## TASK DESCRIPTION
Substitute "Midterm" for each instance of "Mid-term" throughout the data below, and reproduce every other line with no changes.

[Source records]
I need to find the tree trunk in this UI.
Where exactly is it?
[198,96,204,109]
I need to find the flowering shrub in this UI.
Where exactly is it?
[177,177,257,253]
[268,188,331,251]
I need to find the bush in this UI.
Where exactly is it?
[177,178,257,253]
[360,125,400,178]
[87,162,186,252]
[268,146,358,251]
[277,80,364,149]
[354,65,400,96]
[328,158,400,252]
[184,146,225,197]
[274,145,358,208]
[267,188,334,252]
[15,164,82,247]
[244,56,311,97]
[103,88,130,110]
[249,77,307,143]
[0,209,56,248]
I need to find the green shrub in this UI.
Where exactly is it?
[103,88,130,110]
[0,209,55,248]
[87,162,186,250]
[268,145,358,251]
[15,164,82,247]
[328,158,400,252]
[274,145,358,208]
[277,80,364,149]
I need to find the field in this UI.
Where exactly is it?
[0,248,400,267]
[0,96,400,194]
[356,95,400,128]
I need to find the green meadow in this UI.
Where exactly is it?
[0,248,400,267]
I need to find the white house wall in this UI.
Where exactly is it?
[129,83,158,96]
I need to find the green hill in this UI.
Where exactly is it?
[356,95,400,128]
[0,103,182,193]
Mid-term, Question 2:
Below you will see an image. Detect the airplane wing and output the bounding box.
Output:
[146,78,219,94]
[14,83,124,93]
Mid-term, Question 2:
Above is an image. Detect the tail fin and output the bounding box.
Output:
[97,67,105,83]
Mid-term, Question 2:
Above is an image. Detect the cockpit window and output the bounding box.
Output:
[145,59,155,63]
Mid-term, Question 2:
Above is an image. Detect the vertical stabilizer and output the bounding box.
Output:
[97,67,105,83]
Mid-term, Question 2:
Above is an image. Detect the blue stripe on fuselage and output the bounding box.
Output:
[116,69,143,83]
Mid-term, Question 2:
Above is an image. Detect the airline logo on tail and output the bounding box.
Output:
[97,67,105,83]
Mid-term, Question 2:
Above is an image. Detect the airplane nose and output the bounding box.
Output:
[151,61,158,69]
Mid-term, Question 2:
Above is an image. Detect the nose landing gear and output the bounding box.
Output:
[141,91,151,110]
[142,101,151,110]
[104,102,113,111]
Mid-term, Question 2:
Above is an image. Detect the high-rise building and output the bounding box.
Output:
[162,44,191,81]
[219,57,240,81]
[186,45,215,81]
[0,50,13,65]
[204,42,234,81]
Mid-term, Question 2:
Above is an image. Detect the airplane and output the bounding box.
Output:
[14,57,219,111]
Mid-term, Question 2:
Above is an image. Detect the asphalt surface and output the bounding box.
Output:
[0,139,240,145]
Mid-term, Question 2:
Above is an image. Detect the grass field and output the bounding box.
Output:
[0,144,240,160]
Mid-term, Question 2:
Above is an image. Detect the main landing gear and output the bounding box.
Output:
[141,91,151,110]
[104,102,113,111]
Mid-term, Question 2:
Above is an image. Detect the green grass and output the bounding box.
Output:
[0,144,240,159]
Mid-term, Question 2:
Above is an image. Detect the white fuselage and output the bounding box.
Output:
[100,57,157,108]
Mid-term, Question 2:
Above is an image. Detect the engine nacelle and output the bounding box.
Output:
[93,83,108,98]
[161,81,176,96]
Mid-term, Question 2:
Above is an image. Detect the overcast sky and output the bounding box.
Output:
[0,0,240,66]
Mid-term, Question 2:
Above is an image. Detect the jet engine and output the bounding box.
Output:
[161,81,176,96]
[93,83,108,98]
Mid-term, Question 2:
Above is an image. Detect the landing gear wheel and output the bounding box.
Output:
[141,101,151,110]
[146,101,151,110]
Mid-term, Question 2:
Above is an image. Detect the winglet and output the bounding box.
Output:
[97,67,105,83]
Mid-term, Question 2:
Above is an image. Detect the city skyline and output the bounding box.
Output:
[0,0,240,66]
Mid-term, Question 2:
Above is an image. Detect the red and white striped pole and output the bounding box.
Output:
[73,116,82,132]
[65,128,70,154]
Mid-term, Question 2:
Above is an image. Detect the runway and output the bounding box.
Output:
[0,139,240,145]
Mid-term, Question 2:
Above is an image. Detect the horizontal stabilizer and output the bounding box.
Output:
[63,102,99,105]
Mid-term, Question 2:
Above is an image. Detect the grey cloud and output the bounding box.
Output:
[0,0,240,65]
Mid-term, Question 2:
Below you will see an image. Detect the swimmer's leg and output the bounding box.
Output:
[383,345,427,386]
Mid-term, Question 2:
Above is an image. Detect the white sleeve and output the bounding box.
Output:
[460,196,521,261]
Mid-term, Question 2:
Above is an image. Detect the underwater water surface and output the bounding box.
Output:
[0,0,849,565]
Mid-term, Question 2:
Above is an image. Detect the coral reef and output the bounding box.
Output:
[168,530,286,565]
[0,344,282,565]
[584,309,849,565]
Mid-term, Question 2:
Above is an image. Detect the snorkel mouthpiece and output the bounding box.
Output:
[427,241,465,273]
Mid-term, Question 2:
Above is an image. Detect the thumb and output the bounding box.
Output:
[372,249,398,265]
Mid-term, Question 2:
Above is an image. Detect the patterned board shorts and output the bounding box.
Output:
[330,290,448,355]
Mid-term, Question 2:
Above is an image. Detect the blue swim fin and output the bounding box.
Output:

## SOLUTION FOR THIS EXERCISE
I need to find the tree trunk in this UI.
Where exactly is it?
[198,96,204,109]
I need to find the flowering shrub in this UI.
Where exactly is it?
[177,177,257,253]
[268,188,331,251]
I need to find the bush in this UI.
Where exactly is it?
[177,178,257,253]
[360,125,400,178]
[87,162,186,252]
[268,146,358,251]
[277,80,364,149]
[354,65,400,96]
[328,158,400,252]
[184,146,225,197]
[274,145,358,208]
[267,188,334,252]
[15,164,82,247]
[244,56,311,97]
[103,88,130,110]
[249,77,307,143]
[0,209,56,248]
I need to find the green shrub in this UI.
Where exactly is it?
[103,88,130,110]
[0,209,55,248]
[87,162,186,250]
[268,145,358,251]
[15,164,82,247]
[328,158,400,252]
[274,145,358,208]
[277,80,364,149]
I need to find the field in this UI.
Where exactly is it?
[0,248,400,267]
[0,96,400,194]
[356,95,400,128]
I need to find the green meadow in this UI.
Where exactly is it?
[0,248,400,267]
I need to find the white house wall in this UI.
Where exactly is it?
[129,83,158,96]
I need to find the green hill in this UI.
Where exactly is it?
[356,95,400,128]
[0,103,182,193]
Midterm, Question 2:
Below you will see an image. Detect the airplane wing and output the bounding box.
Output:
[146,78,219,94]
[14,83,124,93]
Midterm, Question 2:
Above is an image. Detect the tail fin and output the bounding box.
Output:
[97,67,105,83]
Midterm, Question 2:
Above is an image. Detect the cockpit window and output the bounding box.
Output:
[145,59,155,63]
Midterm, Question 2:
Above is an image. Detect the vertical stabilizer and output the bounding box.
Output:
[97,67,105,83]
Midterm, Question 2:
Above is an image. Detect the blue stripe on fuselage and output the bounding box.
Output:
[116,69,143,83]
Midterm, Question 2:
Above is an image. Detect the airline logo on tail and output the bounding box.
Output:
[97,67,105,83]
Midterm, Question 2:
Above is an image. Detect the airplane nose and output the bounding box.
Output:
[151,61,158,69]
Midterm, Question 2:
Above is an image. Detect the nose landing gear and output the bounding box.
Output:
[141,91,151,110]
[142,101,151,110]
[104,102,113,111]
Midterm, Question 2:
Above is an image. Detect the high-rise building and output the bounding box.
Output:
[162,44,191,81]
[219,57,240,81]
[186,45,215,81]
[0,50,13,65]
[204,42,234,81]
Midterm, Question 2:
Above is an image. Detect the airplane and output the bounding box.
Output:
[14,57,219,111]
Midterm, Question 2:
Above is an image. Detect the asphalt surface and output the bounding box.
Output:
[0,139,240,145]
Midterm, Question 2:
Above is an image. Detect the grass field and output the bounding box.
Output:
[0,144,240,160]
Midterm, Question 2:
Above is an image. Detect the main landing gear and output the bounding box.
Output:
[141,91,151,110]
[104,102,113,111]
Midterm, Question 2:
Above is an image. Detect the green grass and output the bounding box.
Output:
[0,144,240,159]
Midterm, Question 2:
Above is an image. Detect the white fuselage and output the bounding box.
Output:
[100,57,157,108]
Midterm, Question 2:
Above is an image. Detect the engine nacelle and output the bounding box.
Output:
[93,83,108,98]
[161,81,176,96]
Midterm, Question 2:
Above is an image. Detect the overcast sky and output the bounding box.
Output:
[0,0,240,66]
Midterm, Question 2:
Above is an image. Detect the jet engine and output the bounding box.
Output:
[161,81,176,96]
[93,83,108,98]
Midterm, Question 2:
Above is an image. Detect the landing gear wheel and output the bounding box.
Output:
[141,101,151,110]
[146,101,151,110]
Midterm, Question 2:
Above is an image. Detect the winglet and output the bounding box.
Output:
[97,67,105,83]
Midterm, Question 2:
Above is an image. Detect the city skyline and output the bounding box.
Output:
[0,0,240,66]
Midterm, Question 2:
Above is an image. Detect the red and white striped pole and output the bounding box.
Output:
[73,116,82,132]
[65,128,70,154]
Midterm, Question 2:
Above is an image. Detect the runway and output the bounding box.
Output:
[0,139,240,145]
Midterm, Question 2:
Above is an image. Detect the horizontal stabilizer and output the bounding box.
Output:
[63,102,99,105]
Midterm, Question 2:
Above is an image. Detect the grey cloud and output the bounding box.
Output:
[0,0,240,65]
Midterm, Question 2:
Below you will see an image. Detect the swimmer's leg and output the bounding box.
Output:
[383,345,427,386]
Midterm, Question 2:
Above is an image. Detect the white sleeve and output the bounding box.
Output:
[460,196,521,261]
Midterm, Question 2:
Above is an image. Detect the underwater water surface and output the bounding box.
Output:
[0,0,849,565]
Midterm, Question 2:
Above is an image. Detect the coral reef and output the bounding box.
Output:
[168,530,286,565]
[0,344,282,565]
[584,309,849,565]
Midterm, Question 2:
Above is an image. Detect the snorkel mouthpiece and output the bounding box.
Output:
[427,241,465,273]
Midterm, Question 2:
Above is an image. Detect the thumb and output the bounding box.
Output:
[372,249,398,265]
Midterm, Question 2:
Above is an image. Detect the patterned board shorts and output the bounding box.
Output:
[330,290,448,355]
Midterm, Question 2:
Above is an image. Detect the blue swim fin and output the bounding box.
Output:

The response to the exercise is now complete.